[Dataset entries]
== == ==
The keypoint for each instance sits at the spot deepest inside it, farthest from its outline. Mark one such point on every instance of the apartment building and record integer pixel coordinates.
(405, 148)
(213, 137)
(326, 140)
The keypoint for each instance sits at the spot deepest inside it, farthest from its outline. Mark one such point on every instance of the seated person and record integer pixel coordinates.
== == ==
- _Aim of the task_:
Reproduce all entries. Keep them exact.

- _Result for this task_:
The keypoint for each instance sits at the spot deepest inside it, farthest from its outline. Mark one such point on every instance of the apartment building and record integer pixel coordinates.
(405, 148)
(213, 137)
(326, 140)
The keypoint for each instance sits at the spot deepest inside it, farthest from its outline. Mark one such point on every instance of the seated person and record integer pixel coordinates.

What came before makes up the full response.